- Excerpt -
###

Mother’s Height linked to Child Deaths
An astounding result of a study conducted in India proves that children born to short women were 70 percent more likely to die before age 5 than those born to taller women.
Over 50,000 children were studied in the course of this study. Analyzing the collected data, researchers found that those children whose mothers were shorter than 57 inches were 70 per cent more likely to have died by age 5 than those whose mothers were at least 63 inches tall.
According to the researchers, the correlation between the mother’s height and child deaths is hardly surprising. Shorter women are likely to less healthy than their taller counterparts. It is commonly believed that a women’s height are an indication of a woman’s overall health and nutrition from her childhood.
There is additional reason why low maternal height could cause such a high percent of child deaths. Women with a smaller uterus are also susceptible to more complications during gestation, the researchers said.
“What the study shows is the critical need to invest in children, and especially girls, as the payoff is not only for them as children and adults, but for their offspring as well,” said S.V. Subramanian of the Harvard School of Public Health. This research was conducted by Subramanian along with colleagues.
Subramanian’s path breaking report was published in this week’s Journal of the American Medical Association. The report claimed that more than 2 million children younger than 5 years old died in India in 2006. This alarming rate of child deaths is more than in any other country in the world. It accounts for about one in four childhood deaths worldwide, according to United Nations data.
The findings “suggest the presence of inter-generational transfer of poor health from mother to offspring,” said Subramanian.

###

- Exercise requirements -
1. Extract the stretch of the article on maternal height and child deaths from "According to the" through "along with colleagues.".
2. Answer these questions from the article on maternal height and child deaths:
(a) How many children were studied?
(b) With what institution is S.V. Subramanian identified?
(c) In which journal was the report published?
The items after this point are separate from the article on maternal height and child deaths.

###

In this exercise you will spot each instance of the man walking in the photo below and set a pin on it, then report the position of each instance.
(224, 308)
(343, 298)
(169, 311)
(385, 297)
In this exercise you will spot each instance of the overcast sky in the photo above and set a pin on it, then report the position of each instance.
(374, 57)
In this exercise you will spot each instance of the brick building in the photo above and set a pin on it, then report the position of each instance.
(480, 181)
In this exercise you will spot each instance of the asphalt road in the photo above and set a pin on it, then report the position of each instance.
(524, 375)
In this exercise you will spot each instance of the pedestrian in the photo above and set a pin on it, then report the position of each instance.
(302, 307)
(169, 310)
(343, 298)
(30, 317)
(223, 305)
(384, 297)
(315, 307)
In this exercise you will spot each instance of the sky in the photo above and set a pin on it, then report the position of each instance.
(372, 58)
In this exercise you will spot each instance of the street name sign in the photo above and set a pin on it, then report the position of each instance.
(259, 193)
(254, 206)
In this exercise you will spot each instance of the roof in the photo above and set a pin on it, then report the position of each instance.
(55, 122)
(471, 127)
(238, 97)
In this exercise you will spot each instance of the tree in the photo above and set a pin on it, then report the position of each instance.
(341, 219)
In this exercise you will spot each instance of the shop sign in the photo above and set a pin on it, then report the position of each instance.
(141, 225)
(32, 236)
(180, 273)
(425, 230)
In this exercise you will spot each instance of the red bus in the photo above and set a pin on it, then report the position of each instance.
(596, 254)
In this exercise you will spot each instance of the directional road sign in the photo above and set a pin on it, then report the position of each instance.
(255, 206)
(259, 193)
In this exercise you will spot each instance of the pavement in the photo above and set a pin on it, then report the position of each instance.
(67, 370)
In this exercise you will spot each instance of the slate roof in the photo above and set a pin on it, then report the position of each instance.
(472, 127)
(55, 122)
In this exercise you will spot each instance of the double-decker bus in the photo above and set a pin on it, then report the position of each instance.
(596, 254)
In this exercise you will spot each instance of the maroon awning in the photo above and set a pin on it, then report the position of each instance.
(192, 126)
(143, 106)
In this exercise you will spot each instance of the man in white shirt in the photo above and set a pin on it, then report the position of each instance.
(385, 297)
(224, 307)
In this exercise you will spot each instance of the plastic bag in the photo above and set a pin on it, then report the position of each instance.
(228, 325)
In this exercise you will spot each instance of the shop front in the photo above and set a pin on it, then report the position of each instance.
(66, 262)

###

- Your written answers -
1.
According to the researchers, the correlation between the mother’s height and child deaths is hardly surprising. Shorter women are likely to less healthy than their taller counterparts. It is commonly believed that a women’s height are an indication of a woman’s overall health and nutrition from her childhood.
There is additional reason why low maternal height could cause such a high percent of child deaths. Women with a smaller uterus are also susceptible to more complications during gestation, the researchers said.
“What the study shows is the critical need to invest in children, and especially girls, as the payoff is not only for them as children and adults, but for their offspring as well,” said S.V. Subramanian of the Harvard School of Public Health. This research was conducted by Subramanian along with colleagues.

2.
(a) Over 50,000.
(b) The Harvard School of Public Health.
(c) The Journal of the American Medical Association.